-- START Page text --

Second, volunteers should be able to limit when and how their computing resources are used - to specify, in effect, the tradeoff between invisibility and productivity. In BOINC, volunteers can specify general preferences, including:

The hours during which computation can be done.
The minimum interval between periods of disk activity (this is useful for laptops whose disks spin down to conserve power).
Whether applications should be left in memory while not executing.
How many CPUs (on a multiprocessor system) BOINC should use.

Different preferences can be associated with different hosts; for example, a volunteer can define different preferences for hosts at home and at work. Preferences are maintained on a project's database, and edited using a web-based interface. They are automatically propagated to

In addition, volunteers can specify project-specific preferences for each project. These can specify, for example, to control the graphics generated by that project's applications.

Third, should have the option of seeing graphics that show what the application is doing, either in a windows or as a screensaver.

Finally, volunteers must be given credit for the work done by their hosts. BOINC has a system in which work done (a combination of computation, storage and network usage) is represented by a numeric measure, or 'credit'. This is used to display web-based leaderboards, graphs in the client GUI, and other visual forms. BOINC uses various mechanisms to ensure that credit is granted fairly.

1.3 Structure of BOINC client software

The BOINC client software consists of the following components (see Figure 2):

Figure 2: the BOINC client software structure

Applications are project-supplied programs.
A core client program coordinates everything. It communicates with project scheduling servers to get and report work. It uploads and downloads files. It executes applications, and acts as a CPU scheduler for them. On a multiprocess with N CPUs, it attempts to keep N applications running at once. It does preemptive round-robin scheduling among applications, so that volunteers see a variety of activity.
The BOINC Manager provides a graphical user interface allowing volunteers to view and control computation status. For each task, it shows the fraction done and the estimated time to completion (see Figure X). It communicates with the core client through a set of remote procedure calls (GUI RPCs).
A BOINC screensaver (if selected by the volunteers) runs when the computer is active. It normally doesn't generate screensaver graphics itself, but rather communicates with the core client, asking that one of the running applications generate full-screen graphics.

-- END Page text --
-- START Dataset content --

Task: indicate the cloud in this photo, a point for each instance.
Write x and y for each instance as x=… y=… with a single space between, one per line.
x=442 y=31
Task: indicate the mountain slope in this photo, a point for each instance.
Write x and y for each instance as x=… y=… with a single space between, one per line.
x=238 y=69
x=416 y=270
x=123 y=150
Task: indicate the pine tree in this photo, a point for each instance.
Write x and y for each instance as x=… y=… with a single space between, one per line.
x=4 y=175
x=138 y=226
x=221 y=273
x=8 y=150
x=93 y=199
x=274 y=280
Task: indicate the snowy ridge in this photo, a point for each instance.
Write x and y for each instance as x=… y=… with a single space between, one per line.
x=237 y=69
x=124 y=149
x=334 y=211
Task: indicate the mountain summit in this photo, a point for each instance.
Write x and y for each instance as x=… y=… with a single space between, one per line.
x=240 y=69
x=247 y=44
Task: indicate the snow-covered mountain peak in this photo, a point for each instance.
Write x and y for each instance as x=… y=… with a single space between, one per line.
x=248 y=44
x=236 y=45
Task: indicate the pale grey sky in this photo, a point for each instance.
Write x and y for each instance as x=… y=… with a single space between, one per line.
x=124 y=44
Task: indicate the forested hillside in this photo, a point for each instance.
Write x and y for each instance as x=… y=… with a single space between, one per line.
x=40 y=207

-- END Dataset content --

:: Your tasks ::
1. How would you put this sentence from the BOINC text into Spanish: "Different preferences can be associated with different hosts; for example, a volunteer can define different preferences for hosts at home and at work."
2. Can you extend the BOINC text, not the data, by writing on from its last sentence?

:: Final answers ::
1. Se pueden asociar preferencias diferentes a distintos hosts; por ejemplo, un voluntario puede definir preferencias diferentes para los hosts de su casa y los de su trabajo.

2.
1.4 The BOINC runtime system

BOINC provides an Application Programming Interface (API) that provides functions such as process management, checkpoint/restart support, and file access. These functions are implemented by a runtime system consisting of a library that is linked with applications, together with code in the BOINC core client that interacts with this library.

BOINC's application runtime system corresponds to analogous layers of systems for batch processing, distributed computing, and Grid computing. However, BOINC has several types of requirements that differ from those of other systems:

BOINC must give volunteers what they want: it must compute as invisibly as possible, respect the volunteers's preferences, show graphics if needed, and show information such as credit and fraction done.
BOINC must handle applications that differ along many axes. Some consist of a single process, while others are a pipeline of programs sequenced by a separate coordinator. Some are legacy FORTRAN programs, others are newly-written C++. Some involve tasks that take only a few CPU seconds, while others use several months per task. Some applications are not CPU-intensive, and must be scheduled accordingly.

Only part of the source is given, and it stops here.